▶ **Excerpt to read**:
>>>>

On their way to Friday prayers at their mosque in Lahore, two young Muslims stopped a 14-year-old boy and asked him what religion he belonged to. When he said he was Christian, they beat him up, threw kerosene on him, and set him ablaze.
The boy, known only as Nuaman, suffered burns covering 55% of his body and is now being treated at Meo Hospital in Lahore in Punjab province.
“I told them that I am Christian. They started beating me, when I tried running, both boys started following me through the street and then they threw Kerosene on me and burnt me,” Nuaman said.
“I kept on running when a heap of sand came my way, I lied down on the sand. … [A] few people from the community … [extinguished] fire by putting sand on me. I became unconscious, and they called 1122 Emergency medical helpline and called [for] an ambulance.”
The boy, who lives with his paternal uncle, was coming from a tailor shop when he was assaulted. He stated that he does not know the names of his assailants but can identify their faces.
Friday’s incident followed on the heels of another burning three weeks ago, when seventeen-year-old Sunny Masih, a Christian and resident of Sheikhupura District, was seized by a Muslim mob, beaten and thrown into a flaming kiln. The young man somehow survived the March 20 attack, though he suffered severe burns.

<<<<

▶ **Given data**:

>>>>

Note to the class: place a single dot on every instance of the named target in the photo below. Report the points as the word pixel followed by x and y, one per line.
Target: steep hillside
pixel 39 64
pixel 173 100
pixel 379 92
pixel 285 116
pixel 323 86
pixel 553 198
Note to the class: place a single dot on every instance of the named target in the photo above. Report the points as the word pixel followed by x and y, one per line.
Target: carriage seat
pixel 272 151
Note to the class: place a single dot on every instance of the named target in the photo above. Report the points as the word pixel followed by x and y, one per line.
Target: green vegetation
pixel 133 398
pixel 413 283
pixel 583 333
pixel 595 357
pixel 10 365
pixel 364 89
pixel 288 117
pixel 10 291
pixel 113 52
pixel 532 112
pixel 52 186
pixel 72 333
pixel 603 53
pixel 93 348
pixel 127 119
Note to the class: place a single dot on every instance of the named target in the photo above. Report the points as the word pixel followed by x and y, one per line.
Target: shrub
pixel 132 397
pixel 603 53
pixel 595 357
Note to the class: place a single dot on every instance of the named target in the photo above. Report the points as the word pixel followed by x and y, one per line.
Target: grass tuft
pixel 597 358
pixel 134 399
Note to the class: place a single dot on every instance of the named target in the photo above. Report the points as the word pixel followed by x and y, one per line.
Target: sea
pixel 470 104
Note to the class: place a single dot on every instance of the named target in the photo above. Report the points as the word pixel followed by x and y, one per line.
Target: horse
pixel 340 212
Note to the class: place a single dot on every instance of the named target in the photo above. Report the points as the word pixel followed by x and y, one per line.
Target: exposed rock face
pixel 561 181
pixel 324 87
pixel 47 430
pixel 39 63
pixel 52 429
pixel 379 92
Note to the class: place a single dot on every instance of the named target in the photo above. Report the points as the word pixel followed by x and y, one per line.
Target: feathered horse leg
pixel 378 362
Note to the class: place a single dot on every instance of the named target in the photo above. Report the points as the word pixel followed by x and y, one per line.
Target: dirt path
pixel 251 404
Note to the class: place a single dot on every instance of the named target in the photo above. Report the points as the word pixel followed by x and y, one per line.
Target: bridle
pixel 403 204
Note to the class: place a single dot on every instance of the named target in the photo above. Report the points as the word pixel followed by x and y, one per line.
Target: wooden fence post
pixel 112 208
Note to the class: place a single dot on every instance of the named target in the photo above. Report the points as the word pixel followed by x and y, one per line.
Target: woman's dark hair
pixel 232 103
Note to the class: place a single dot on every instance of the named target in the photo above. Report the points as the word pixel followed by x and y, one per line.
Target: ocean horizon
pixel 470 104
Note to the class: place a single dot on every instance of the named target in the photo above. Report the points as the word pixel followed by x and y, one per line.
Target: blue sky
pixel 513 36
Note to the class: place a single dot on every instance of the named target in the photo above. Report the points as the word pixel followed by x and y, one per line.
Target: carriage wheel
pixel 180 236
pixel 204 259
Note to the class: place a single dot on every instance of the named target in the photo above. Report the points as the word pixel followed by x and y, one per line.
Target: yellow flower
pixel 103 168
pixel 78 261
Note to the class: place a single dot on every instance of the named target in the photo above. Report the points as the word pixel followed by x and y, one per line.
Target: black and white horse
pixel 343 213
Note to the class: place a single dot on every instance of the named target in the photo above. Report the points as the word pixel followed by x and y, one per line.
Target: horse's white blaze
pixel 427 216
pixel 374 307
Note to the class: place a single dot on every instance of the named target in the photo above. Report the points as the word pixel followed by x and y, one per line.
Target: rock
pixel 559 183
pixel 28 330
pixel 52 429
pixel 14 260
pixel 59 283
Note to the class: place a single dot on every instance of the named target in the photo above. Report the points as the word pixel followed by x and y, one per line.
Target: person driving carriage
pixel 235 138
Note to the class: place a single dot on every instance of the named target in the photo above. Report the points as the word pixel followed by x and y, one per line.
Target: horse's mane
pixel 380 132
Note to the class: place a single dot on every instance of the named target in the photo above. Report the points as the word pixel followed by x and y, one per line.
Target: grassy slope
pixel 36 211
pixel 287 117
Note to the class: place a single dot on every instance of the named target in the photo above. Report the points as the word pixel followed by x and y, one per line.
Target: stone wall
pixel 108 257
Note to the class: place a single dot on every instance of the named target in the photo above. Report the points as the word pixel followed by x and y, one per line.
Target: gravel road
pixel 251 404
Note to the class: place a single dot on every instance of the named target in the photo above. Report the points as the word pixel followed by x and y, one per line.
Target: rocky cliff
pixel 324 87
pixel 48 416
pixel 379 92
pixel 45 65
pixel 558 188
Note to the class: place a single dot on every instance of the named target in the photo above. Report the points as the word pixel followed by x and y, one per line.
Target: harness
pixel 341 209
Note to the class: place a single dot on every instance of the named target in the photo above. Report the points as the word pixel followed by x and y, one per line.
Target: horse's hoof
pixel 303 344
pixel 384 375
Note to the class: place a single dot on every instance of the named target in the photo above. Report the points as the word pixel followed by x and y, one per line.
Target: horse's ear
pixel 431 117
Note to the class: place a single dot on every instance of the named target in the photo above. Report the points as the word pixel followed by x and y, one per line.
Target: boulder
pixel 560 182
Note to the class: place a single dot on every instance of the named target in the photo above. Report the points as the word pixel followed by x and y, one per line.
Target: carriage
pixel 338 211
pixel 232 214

<<<<
>>>>

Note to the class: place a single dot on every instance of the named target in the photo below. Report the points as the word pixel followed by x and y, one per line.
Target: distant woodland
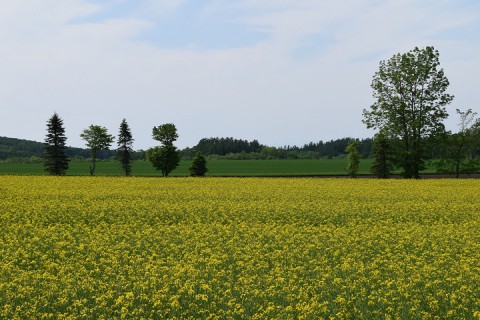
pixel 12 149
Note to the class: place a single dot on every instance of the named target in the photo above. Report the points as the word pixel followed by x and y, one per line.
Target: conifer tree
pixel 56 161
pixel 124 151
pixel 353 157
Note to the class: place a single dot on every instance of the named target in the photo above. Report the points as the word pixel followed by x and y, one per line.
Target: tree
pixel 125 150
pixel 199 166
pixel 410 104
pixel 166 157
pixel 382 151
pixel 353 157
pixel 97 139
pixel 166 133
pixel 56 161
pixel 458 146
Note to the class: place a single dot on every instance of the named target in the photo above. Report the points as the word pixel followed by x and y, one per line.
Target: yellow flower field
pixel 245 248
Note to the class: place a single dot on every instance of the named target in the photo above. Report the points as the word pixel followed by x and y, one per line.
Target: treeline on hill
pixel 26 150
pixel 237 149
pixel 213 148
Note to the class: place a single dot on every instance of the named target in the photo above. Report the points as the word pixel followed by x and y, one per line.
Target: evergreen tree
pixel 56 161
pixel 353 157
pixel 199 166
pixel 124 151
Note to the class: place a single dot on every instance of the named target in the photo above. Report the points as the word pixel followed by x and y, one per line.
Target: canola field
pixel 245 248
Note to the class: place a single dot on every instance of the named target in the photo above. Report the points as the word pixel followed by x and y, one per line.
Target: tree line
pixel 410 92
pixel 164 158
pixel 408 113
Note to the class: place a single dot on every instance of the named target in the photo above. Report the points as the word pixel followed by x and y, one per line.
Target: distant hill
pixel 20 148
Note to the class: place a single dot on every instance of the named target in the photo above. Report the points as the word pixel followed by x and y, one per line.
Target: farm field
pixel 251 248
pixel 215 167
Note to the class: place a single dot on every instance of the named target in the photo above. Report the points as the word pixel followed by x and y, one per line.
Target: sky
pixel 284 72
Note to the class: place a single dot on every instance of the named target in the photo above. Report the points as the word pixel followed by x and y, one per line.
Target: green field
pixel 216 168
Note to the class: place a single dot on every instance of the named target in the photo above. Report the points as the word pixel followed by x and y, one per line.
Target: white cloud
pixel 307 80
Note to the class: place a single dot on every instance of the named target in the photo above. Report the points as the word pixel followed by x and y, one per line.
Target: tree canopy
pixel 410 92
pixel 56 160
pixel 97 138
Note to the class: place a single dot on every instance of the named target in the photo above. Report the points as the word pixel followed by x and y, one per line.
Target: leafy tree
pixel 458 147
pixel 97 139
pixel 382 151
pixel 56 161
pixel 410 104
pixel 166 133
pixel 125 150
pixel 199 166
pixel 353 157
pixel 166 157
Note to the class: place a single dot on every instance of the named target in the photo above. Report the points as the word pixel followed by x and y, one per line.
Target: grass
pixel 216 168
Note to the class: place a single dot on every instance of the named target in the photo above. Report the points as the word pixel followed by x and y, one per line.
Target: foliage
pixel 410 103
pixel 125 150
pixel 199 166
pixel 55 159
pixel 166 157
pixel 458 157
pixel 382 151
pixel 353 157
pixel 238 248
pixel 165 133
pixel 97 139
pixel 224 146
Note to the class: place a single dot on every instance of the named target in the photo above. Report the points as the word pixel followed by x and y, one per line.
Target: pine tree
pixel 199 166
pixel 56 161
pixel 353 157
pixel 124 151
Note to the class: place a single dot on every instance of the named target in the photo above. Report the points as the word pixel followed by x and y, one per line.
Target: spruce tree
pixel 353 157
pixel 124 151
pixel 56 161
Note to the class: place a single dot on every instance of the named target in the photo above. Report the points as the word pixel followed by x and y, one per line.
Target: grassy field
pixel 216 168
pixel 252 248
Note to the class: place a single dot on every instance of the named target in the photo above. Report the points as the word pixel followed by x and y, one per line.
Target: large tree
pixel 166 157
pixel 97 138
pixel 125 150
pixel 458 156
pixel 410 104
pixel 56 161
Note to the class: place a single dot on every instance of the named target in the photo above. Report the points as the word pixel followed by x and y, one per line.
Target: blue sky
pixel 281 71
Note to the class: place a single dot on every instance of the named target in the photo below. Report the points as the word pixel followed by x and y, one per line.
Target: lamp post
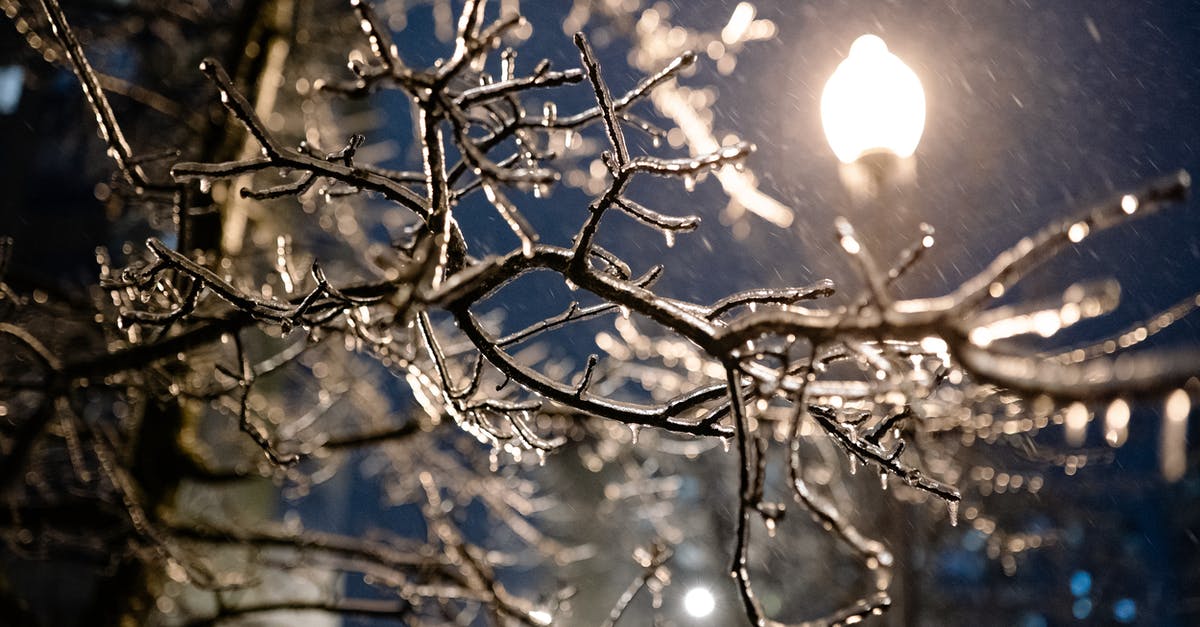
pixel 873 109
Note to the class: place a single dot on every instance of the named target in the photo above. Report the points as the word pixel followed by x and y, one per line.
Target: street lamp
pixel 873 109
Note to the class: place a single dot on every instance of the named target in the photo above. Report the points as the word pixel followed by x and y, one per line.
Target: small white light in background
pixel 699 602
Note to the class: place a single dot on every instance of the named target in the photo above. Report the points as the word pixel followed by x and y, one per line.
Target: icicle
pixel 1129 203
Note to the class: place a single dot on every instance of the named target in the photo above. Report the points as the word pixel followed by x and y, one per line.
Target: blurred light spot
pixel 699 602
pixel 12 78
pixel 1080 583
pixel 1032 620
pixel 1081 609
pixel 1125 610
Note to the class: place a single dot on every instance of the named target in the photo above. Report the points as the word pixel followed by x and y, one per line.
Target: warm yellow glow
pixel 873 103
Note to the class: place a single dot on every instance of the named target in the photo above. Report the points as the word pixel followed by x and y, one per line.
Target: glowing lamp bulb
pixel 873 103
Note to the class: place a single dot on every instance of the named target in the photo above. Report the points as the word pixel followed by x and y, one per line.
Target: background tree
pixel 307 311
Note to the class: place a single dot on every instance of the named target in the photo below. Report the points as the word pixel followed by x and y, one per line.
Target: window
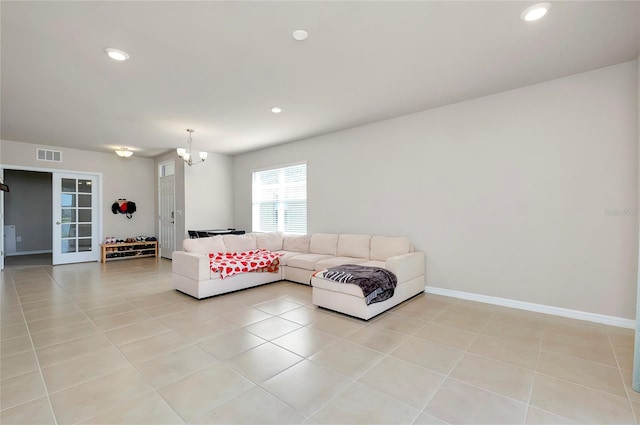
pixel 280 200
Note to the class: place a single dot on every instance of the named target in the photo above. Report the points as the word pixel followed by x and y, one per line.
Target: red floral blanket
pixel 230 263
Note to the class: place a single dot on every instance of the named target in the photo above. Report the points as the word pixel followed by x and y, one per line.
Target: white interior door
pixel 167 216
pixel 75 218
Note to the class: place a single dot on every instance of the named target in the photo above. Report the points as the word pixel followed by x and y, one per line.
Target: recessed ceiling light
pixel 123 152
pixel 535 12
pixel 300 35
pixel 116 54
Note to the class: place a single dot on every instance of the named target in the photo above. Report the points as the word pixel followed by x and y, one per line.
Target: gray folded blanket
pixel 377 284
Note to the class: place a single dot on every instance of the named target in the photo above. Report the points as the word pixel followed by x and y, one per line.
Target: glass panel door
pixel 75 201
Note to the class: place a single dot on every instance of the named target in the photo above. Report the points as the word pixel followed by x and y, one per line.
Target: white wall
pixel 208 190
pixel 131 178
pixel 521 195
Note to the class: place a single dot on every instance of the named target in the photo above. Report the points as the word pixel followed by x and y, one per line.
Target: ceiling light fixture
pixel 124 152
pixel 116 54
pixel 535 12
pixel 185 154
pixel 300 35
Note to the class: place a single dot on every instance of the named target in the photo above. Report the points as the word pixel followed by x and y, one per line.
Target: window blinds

<<<<

According to the report on the Lahore attack, at which hospital is Nuaman being treated? Use only the report for this.

▶ **Reply**: Meo Hospital in Lahore, Punjab province.